[Stored data entries]
....................

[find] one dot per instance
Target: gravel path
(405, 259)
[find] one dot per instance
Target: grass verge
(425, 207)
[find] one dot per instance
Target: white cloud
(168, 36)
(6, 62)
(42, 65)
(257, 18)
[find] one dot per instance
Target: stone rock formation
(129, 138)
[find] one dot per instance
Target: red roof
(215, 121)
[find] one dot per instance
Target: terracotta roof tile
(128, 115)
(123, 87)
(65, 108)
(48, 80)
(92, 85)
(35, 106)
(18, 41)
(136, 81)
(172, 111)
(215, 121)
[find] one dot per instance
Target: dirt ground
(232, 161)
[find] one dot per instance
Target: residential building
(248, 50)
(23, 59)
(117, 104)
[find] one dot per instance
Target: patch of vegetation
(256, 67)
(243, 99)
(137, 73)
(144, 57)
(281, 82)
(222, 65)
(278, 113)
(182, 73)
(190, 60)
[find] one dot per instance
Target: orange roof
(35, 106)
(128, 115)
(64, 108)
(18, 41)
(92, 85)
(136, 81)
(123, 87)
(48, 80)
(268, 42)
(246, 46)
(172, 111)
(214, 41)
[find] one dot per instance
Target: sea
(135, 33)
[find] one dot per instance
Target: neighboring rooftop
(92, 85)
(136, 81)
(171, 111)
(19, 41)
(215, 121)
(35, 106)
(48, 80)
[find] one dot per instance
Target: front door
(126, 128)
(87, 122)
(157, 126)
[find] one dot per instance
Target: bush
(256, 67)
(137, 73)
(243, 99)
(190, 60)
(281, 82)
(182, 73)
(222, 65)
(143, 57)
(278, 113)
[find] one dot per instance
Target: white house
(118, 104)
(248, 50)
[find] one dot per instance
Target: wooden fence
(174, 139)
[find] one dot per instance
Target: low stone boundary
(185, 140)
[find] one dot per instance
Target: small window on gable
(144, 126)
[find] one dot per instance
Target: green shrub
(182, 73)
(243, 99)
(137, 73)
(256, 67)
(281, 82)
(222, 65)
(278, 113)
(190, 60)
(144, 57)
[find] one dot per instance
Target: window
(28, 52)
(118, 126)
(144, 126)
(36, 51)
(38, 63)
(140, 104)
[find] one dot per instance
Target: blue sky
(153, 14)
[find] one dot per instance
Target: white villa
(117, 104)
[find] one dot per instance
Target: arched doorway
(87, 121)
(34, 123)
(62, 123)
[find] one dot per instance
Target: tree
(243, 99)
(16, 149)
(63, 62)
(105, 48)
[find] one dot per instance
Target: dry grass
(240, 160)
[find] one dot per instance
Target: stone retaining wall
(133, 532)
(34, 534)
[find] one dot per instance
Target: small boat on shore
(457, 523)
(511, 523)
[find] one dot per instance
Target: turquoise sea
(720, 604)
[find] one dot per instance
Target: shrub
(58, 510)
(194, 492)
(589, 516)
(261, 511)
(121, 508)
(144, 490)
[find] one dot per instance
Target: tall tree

....................

WORK INSTRUCTIONS →
Word for word, write out all of the entries.

WRITTEN SOLUTION →
[find] one dot per instance
Target: gravel path
(405, 259)
[find] one dot per instance
Target: grass verge
(425, 207)
[find] one dot per instance
Target: white cloud
(168, 36)
(6, 62)
(42, 65)
(257, 18)
[find] one dot per instance
Target: stone rock formation
(129, 138)
[find] one dot per instance
Target: red roof
(215, 121)
[find] one dot per instance
Target: terracotta roof tile
(128, 115)
(123, 87)
(65, 108)
(48, 80)
(92, 85)
(35, 106)
(18, 41)
(136, 81)
(172, 111)
(215, 121)
[find] one dot per instance
Target: dirt ground
(232, 161)
[find] one dot per instance
Target: residential building
(248, 50)
(23, 59)
(117, 104)
[find] one dot per instance
Target: patch of vegetation
(256, 67)
(243, 99)
(137, 73)
(144, 57)
(281, 82)
(222, 65)
(278, 113)
(182, 73)
(190, 60)
[find] one dot per instance
Target: orange roof
(35, 106)
(128, 115)
(64, 108)
(18, 41)
(92, 85)
(136, 81)
(123, 87)
(48, 80)
(268, 42)
(246, 46)
(172, 111)
(214, 41)
[find] one dot per instance
Target: sea
(135, 33)
[find] one dot per instance
Target: neighboring rooftop
(92, 85)
(136, 81)
(171, 111)
(19, 41)
(215, 121)
(35, 106)
(48, 80)
[find] one dot per instance
Target: front door
(126, 128)
(87, 122)
(157, 126)
[find] one dot per instance
Target: bush
(256, 67)
(137, 73)
(243, 99)
(190, 60)
(281, 82)
(182, 73)
(222, 65)
(143, 57)
(278, 113)
[find] one dot per instance
Target: white house
(118, 104)
(248, 50)
[find] one dot per instance
Target: wooden fence
(174, 139)
[find] one dot per instance
Target: low stone boundary
(185, 140)
[find] one dot per instance
Target: small window on gable
(144, 126)
[find] one dot per instance
Target: green shrub
(182, 73)
(243, 99)
(137, 73)
(256, 67)
(281, 82)
(222, 65)
(278, 113)
(190, 60)
(144, 57)
[find] one dot per instance
Target: window
(28, 52)
(118, 126)
(144, 126)
(36, 51)
(38, 63)
(140, 104)
[find] one dot per instance
Target: blue sky
(153, 14)
[find] one dot per instance
Target: white villa
(117, 104)
[find] one dot per instance
Target: arched doorway
(87, 121)
(34, 123)
(62, 123)
[find] one dot per instance
Target: tree
(243, 99)
(16, 149)
(63, 62)
(105, 48)
[find] one dot per instance
Target: dry grass
(240, 160)
[find] one dot per instance
Target: stone retaining wall
(133, 532)
(34, 534)
[find] one dot per instance
Target: small boat on shore
(457, 523)
(511, 523)
[find] one dot per instance
Target: turquoise sea
(720, 604)
[find] one dot per instance
Target: shrub
(58, 510)
(194, 492)
(589, 516)
(261, 511)
(121, 508)
(144, 490)
[find] one dot per instance
Target: tall tree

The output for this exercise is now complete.